-- BEGIN Provided text --

I have a designed a form that people will fill out to generate a work order for a piece of equipment when it fails.

I have created relational (I think) databases, where the tables are all normalized, but am not sure how to tie it all together now.

As an example I have the following tables, with their purpose:

workorder - majority of the data goes in this table
parts - the parts number and parts descriptions go in this table
employees - this table contains the employees data and the employee who generated the workorder go in here

workorder_parts - to tie the workorder and parts tables together
workorder_employee - to tie the workorder and employee tables together

My host does not offer innodb table type so I need to do this manually

When I create the query to INSERT the data to the DB table, am I using INSERT INTO TABLE    where TABLE is the workorder, parts or employees tables, or is it the workorder_parts, etc. table.

-- END Provided text --
-- BEGIN Data shown --

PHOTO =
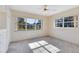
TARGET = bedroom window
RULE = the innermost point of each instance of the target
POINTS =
(59, 22)
(70, 21)
(21, 24)
(28, 24)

-- END Data shown --

What you have to do: Name every database table in the post about the work order form.

Answer to this problem: workorder, parts, employees, workorder_parts, workorder_employee